Natural language region descriptions>
===

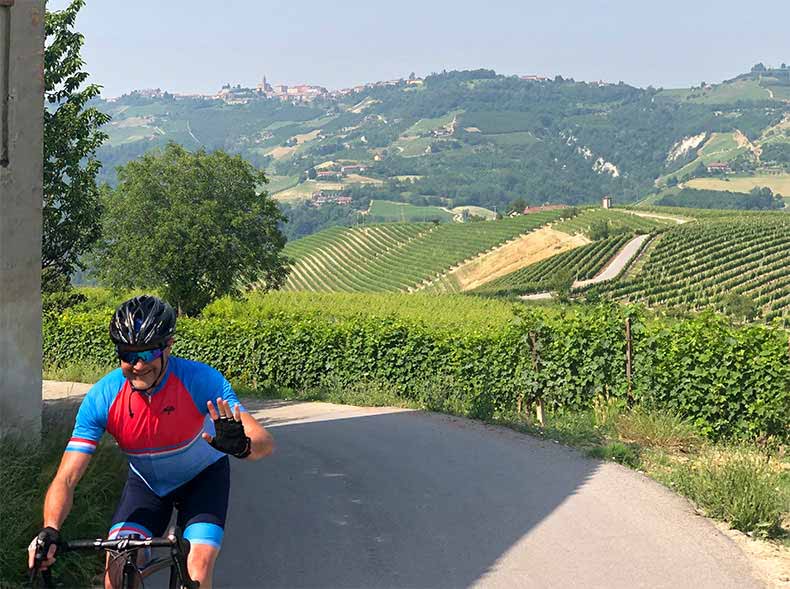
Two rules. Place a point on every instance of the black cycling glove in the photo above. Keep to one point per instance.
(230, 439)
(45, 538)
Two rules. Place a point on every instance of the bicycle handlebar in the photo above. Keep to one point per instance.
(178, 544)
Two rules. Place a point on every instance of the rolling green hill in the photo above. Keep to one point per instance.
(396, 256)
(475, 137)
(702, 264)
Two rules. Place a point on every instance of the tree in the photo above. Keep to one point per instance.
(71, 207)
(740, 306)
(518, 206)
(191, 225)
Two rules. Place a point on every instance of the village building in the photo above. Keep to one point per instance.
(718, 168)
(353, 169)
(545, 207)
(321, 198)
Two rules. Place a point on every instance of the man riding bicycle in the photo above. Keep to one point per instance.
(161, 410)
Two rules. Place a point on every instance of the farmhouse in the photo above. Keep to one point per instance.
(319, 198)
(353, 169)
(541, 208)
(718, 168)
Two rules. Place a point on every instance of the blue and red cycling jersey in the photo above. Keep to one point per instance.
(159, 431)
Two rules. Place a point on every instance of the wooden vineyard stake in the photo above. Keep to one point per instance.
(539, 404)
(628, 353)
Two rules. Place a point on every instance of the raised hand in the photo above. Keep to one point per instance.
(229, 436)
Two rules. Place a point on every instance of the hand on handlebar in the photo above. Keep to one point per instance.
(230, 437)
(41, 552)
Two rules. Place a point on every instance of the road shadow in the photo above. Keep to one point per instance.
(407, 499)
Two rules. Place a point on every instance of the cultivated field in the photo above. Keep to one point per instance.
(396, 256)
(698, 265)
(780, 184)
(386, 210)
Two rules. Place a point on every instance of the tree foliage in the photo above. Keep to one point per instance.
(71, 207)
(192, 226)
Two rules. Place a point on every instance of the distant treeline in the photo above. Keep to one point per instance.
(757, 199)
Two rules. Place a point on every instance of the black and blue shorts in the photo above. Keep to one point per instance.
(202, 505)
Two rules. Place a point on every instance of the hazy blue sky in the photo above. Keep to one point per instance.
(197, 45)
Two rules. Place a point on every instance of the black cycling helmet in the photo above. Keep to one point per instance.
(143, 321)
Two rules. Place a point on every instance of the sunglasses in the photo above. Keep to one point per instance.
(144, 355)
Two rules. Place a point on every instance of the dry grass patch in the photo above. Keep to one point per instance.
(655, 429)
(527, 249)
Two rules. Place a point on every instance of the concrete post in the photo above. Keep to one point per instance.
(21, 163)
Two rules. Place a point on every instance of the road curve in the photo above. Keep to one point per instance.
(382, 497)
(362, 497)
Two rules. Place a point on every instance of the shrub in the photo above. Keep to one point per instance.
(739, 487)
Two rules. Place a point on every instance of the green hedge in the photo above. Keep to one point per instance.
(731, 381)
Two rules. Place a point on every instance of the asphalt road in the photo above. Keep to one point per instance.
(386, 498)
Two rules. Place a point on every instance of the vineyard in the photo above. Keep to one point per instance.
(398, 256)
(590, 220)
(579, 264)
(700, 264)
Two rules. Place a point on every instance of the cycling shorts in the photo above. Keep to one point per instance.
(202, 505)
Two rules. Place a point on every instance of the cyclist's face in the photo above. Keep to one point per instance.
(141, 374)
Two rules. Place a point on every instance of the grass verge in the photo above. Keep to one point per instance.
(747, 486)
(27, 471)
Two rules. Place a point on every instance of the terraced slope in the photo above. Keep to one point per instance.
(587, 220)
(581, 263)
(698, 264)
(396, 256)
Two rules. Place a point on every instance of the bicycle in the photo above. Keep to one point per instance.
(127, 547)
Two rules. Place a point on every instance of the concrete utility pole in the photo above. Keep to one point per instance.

===

What the exercise asks>
Please transcribe all of the records above exactly, leaving out any pictures.

Worked solution>
Two rules. Place a point on every instance of the black cycling glove in the photo above. Keep to one point per instance.
(230, 439)
(45, 538)
Two rules. Place a point on every instance of the bicycle handlebar in the photo above. Keep to one point per instance.
(178, 544)
Two rules. Place a point on every instance of the rolling green hill in the photo above. Keep to one point per instance.
(396, 256)
(475, 137)
(702, 264)
Two rules. Place a point on every instance of the tree in the photo above. Keep to one point per instance.
(71, 207)
(740, 306)
(518, 206)
(191, 225)
Two rules. Place a point on every instance of the village building in the photo above. Keep to one point per instance.
(718, 168)
(353, 169)
(545, 207)
(321, 198)
Two rules. Place a point on every instance of the man riding bicycle in the photo above. Keep to one point per instance.
(161, 410)
Two rules. Place a point on every instance of the farmhouse in the photo above. Keep to one point per instance.
(319, 198)
(353, 169)
(541, 208)
(718, 168)
Two rules. Place a point on every instance of the blue and red cycling jersey in the photo above. Keep to one point per instance.
(159, 431)
Two rules. Place a point on every instance of the wooden vineyard stake in the photo above. Keep to one point per instance.
(539, 404)
(628, 353)
Two rules. Place a point on every instance of the raised hand in the photo above. Keep to one point per instance.
(229, 436)
Two rules. Place a point on every instance of the hand on handlebar in the photo above. Keep to one point per instance.
(230, 437)
(41, 552)
Two rules. Place a point on every instance of the road shadow in the photo above. Keep to one point per instance.
(407, 499)
Two rules. Place a point on every instance of the cultivated field in the photo above. Keep to one point per instance.
(396, 256)
(698, 265)
(780, 184)
(386, 210)
Two rules. Place a point on every instance of the tree foliage in the photo above. Keep to one point per instance.
(71, 207)
(192, 226)
Two rules. Place a point on every instance of the distant treeline in the photo above. Keep to one point per instance.
(757, 199)
Two rules. Place a point on every instance of the black and blue shorts in the photo above. Keep to one point per instance.
(202, 505)
Two rules. Place a point on every instance of the hazy blue sky in the photo above. Keep to one point per instance.
(197, 45)
Two rules. Place a point on every instance of the black cycling helmet in the photo above. Keep to one point per instance.
(143, 321)
Two rules. Place a point on every instance of the sunglasses in the photo above. Keep to one point per instance.
(144, 355)
Two rules. Place a point on every instance of the dry grass patch in the photo above. Keep to one point per instance.
(655, 429)
(527, 249)
Two rules. Place a point on every instance of the concrete post in the photo above. Keep to one point per instance.
(21, 163)
Two rules. Place a point on every instance of the road curve in the photo above. Keep to one point per instance.
(382, 497)
(362, 497)
Two rules. Place a point on every instance of the shrub in the photo above. Keep to one point per instance.
(739, 487)
Two rules. Place a point on every instance of the green hedge in the photo above. Keep to one point per instance.
(731, 381)
Two rules. Place a point on every instance of the asphalt road in the photo above. Keep to one point per instance.
(386, 498)
Two rules. Place a point on every instance of the vineyard in the photo above. Keep to one point per instance.
(398, 256)
(590, 220)
(579, 264)
(700, 264)
Two rules. Place a point on every instance of the cycling shorts in the photo above. Keep to one point per instance.
(202, 505)
Two rules. Place a point on every instance of the cyclist's face in the photo above. Keep to one point per instance.
(141, 374)
Two rules. Place a point on every instance of the grass verge in the photo above. Keep to one point per instance.
(747, 486)
(27, 471)
Two rules. Place a point on every instance of the terraced slope in the photo above. Keep to one point per instance.
(587, 220)
(581, 263)
(698, 264)
(396, 256)
Two rules. Place a point on every instance of the bicycle in the photo above. Keep to one point per instance.
(127, 547)
Two rules. Place a point on every instance of the concrete utility pole in the photo above. Keep to one point per instance.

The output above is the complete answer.